**WORK ITEM:** Find the lines below that include the word "parked" and state how many there are, adding nothing.

**ENTRIES SUPPLIED:**
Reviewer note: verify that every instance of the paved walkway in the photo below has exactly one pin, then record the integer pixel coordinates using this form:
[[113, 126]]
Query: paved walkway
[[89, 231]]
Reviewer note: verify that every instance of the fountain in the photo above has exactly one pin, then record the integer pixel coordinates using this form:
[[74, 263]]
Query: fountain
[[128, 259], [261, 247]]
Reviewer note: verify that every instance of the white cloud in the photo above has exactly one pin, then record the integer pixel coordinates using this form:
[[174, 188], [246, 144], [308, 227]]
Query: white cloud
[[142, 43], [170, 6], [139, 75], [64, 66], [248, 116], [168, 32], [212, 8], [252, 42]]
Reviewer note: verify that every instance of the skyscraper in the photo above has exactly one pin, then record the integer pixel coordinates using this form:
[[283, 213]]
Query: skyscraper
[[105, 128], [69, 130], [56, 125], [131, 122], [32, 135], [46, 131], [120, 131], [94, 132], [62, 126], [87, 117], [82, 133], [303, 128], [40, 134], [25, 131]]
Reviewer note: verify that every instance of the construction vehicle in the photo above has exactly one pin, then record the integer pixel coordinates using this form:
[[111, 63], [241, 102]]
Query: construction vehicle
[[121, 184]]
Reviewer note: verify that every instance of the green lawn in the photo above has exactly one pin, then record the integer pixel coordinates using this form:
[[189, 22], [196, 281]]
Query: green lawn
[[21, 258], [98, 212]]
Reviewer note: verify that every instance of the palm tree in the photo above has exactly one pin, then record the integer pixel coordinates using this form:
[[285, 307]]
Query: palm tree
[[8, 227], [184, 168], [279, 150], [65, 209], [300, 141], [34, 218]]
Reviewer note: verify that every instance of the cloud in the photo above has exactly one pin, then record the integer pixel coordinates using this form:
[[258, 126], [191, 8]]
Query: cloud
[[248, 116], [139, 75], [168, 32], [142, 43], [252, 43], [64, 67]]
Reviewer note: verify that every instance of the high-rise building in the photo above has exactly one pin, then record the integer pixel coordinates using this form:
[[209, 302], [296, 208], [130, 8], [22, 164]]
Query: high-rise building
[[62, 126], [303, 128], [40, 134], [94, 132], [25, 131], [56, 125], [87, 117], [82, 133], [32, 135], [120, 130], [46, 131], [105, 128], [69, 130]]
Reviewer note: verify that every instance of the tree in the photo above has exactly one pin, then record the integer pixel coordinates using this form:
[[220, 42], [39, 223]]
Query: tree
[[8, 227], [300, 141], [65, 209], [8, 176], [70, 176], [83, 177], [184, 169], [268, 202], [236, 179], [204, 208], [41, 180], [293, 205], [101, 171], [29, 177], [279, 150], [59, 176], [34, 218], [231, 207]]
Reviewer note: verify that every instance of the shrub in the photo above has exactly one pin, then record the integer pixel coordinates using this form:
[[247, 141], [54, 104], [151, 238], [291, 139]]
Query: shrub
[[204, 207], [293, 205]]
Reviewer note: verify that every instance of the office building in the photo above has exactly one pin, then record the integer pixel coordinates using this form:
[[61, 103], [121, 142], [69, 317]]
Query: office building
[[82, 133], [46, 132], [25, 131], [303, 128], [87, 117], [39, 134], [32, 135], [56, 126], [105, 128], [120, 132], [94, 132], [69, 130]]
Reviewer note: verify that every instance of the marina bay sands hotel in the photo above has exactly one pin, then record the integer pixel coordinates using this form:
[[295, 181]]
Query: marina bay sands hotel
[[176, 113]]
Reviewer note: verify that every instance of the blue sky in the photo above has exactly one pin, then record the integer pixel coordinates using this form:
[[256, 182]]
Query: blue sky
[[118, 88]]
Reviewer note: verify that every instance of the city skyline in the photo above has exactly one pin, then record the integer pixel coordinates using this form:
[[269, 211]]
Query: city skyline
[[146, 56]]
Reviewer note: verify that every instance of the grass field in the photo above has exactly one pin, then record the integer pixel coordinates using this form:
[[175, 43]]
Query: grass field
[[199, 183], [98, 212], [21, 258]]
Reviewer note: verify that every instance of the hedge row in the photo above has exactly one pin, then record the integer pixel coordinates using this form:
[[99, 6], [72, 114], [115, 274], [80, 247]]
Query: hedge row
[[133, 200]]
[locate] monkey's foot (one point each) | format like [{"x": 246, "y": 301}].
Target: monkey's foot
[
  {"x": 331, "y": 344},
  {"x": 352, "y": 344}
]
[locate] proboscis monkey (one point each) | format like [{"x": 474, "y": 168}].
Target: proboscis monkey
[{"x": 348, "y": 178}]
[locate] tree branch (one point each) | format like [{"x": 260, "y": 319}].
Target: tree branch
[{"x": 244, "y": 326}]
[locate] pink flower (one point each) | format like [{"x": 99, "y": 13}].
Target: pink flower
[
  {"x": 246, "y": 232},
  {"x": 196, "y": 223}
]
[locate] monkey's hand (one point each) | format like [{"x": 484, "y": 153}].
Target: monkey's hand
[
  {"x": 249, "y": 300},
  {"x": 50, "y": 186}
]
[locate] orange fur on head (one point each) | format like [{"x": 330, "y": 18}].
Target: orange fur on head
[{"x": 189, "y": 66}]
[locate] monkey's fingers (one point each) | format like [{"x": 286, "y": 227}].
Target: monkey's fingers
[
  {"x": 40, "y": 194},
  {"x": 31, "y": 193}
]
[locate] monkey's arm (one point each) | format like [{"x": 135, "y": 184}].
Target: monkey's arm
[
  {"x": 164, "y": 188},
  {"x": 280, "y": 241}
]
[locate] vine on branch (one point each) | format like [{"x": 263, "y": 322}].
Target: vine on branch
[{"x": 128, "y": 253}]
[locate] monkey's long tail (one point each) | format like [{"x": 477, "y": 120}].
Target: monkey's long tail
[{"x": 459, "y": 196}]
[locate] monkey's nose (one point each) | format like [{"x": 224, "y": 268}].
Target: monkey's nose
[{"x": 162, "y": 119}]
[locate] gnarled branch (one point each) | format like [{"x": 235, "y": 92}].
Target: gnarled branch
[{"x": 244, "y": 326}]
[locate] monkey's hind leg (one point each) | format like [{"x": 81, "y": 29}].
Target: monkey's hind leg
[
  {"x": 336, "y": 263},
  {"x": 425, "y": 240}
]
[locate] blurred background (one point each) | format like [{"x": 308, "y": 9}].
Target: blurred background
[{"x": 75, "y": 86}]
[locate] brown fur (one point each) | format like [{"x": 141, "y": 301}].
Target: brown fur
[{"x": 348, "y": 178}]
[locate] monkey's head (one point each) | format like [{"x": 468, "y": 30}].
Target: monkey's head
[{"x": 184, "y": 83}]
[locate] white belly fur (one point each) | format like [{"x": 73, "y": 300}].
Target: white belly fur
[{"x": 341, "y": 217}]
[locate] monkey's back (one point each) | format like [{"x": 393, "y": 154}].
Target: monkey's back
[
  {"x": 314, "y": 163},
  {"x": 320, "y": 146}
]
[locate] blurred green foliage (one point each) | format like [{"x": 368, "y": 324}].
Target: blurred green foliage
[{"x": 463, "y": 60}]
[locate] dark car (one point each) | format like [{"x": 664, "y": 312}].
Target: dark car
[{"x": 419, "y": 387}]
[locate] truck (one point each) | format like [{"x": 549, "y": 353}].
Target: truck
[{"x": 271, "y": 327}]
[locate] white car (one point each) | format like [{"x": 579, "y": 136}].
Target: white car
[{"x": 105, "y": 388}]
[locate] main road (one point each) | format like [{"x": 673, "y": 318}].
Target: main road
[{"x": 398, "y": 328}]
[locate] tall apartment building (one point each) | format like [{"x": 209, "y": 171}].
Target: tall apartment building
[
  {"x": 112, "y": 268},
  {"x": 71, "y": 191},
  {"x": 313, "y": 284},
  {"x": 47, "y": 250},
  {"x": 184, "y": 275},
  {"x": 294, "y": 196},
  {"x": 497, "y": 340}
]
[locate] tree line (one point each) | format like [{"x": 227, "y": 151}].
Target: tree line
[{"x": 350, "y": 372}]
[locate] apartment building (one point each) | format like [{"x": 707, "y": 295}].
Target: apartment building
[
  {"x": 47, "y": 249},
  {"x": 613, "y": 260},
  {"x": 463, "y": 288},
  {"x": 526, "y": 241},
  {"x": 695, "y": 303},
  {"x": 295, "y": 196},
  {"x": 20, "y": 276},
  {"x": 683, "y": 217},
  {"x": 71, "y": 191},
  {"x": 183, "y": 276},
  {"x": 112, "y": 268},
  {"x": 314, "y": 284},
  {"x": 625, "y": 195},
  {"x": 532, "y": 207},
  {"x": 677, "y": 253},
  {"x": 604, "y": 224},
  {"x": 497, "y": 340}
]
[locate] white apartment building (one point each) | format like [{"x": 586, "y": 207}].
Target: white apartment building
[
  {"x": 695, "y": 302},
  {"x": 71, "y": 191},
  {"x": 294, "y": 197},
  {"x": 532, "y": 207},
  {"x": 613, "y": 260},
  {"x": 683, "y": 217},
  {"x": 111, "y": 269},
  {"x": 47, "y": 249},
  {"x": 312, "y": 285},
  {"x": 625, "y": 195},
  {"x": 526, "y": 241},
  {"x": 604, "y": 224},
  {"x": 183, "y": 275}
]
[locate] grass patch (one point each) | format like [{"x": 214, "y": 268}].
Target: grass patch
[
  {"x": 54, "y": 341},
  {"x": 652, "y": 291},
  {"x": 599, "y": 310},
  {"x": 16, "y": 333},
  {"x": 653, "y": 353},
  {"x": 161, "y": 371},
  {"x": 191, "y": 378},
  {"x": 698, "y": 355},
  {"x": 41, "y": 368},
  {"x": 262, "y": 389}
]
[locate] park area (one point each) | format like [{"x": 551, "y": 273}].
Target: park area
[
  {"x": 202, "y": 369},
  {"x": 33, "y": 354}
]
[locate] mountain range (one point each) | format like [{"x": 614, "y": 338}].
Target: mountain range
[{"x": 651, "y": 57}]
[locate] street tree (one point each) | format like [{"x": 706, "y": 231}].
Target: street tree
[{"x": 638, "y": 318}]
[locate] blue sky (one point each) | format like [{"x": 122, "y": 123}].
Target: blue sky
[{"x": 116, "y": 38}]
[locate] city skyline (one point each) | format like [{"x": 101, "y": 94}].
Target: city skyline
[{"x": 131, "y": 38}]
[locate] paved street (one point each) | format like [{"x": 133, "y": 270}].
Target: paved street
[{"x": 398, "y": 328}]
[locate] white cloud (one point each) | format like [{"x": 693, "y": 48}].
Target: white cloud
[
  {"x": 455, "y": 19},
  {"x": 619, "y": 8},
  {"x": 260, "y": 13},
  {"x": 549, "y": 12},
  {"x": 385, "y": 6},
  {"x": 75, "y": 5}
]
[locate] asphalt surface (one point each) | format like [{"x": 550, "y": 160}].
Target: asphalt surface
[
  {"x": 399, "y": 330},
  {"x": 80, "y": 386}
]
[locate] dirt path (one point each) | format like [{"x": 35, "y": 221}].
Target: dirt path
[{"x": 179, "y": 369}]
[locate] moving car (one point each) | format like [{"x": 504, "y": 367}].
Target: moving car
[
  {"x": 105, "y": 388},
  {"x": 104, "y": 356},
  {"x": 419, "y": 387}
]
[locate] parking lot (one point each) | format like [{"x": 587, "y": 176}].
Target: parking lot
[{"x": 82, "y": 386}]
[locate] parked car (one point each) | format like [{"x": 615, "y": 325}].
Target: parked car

**COMPLETED TASK:** 2